▶ **SHORT PROBLEM 1**: Write out the part of the passage on the Google antitrust lawsuit that opens with the words containing "When asked on" and closes with "by Google’s actions.".

The lawsuit claims that Google acted unlawfully to maintain its position in search and search advertising on the internet and says that “absent a court order, Google will continue executing its anti-competitive strategy, crippling the competitive process, reducing consumer choice and stifling innovation”.

The complaint says that Google has nearly 90 per cent of all general search engine queries in the United States and almost 95 per cent of searches on mobile.

US Attorney General Bill Barr said his investigators had found that Google does not compete on the quality of its search results, but instead bought its success through payments to mobile phone makers and others.

“The end result is that no one can feasibly challenge Google’s dominance in search and search advertising,” Barr said.

When asked on a conference call if the department was seeking a break-up or another remedy, Justice Department official Ryan Shores said, “Nothing is off the table but a question of remedies is best addressed by the court after it’s had a chance to hear all the evidence”.

In its complaint, the Justice Department said that people in the US were hurt by Google’s actions.

In its “request for relief,” it said it was seeking “structural relief as needed to cure any anti-competitive harm”.

“Structural relief” in antitrust matters generally means the sale of an asset.

“Ultimately it is consumers and advertisers that suffer from less choice, less innovation and less competitive advertising prices,” the lawsuit states.

“So we are asking the court to break Google’s grip on search distribution so the competition and innovation can take hold.”

Google, whose search engine is so ubiquitous that its name has become a verb, called the lawsuit “deeply flawed,” adding that people “use Google because they choose to – not because they’re forced to or because they can’t find alternatives”.

▶ **DATA**:
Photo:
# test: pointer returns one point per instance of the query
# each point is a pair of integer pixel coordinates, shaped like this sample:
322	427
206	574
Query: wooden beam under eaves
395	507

▶ **SHORT PROBLEM 2**: Lay out every line of the listing above, not the lawsuit passage, as a JSON list of strings, one string per line, with blank lines left out.

▶ **EXERCISE RESPONSE 1**:
When asked on a conference call if the department was seeking a break-up or another remedy, Justice Department official Ryan Shores said, “Nothing is off the table but a question of remedies is best addressed by the court after it’s had a chance to hear all the evidence”.

In its complaint, the Justice Department said that people in the US were hurt by Google’s actions.

▶ **EXERCISE RESPONSE 2**:
[
  "Photo:",
  "# test: pointer returns one point per instance of the query",
  "# each point is a pair of integer pixel coordinates, shaped like this sample:",
  "322\t427",
  "206\t574",
  "Query: wooden beam under eaves",
  "395\t507"
]